Items:
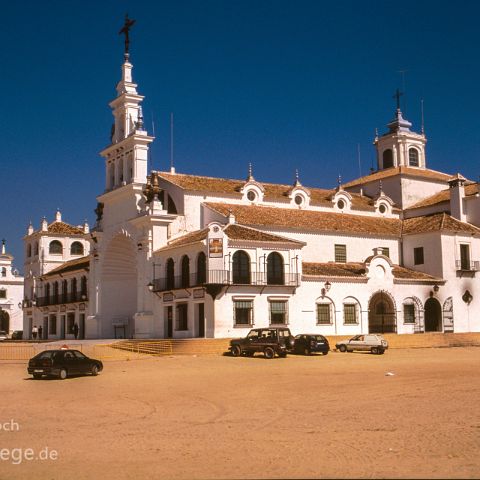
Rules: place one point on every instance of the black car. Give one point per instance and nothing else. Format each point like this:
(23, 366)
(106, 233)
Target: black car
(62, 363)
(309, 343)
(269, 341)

---

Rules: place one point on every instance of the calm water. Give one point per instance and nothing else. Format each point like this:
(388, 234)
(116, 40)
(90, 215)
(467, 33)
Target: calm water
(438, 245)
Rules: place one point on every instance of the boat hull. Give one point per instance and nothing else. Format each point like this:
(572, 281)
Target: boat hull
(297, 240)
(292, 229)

Written task: Count the lines of the material above that contain the string "every". Provide only the number.

The response: 3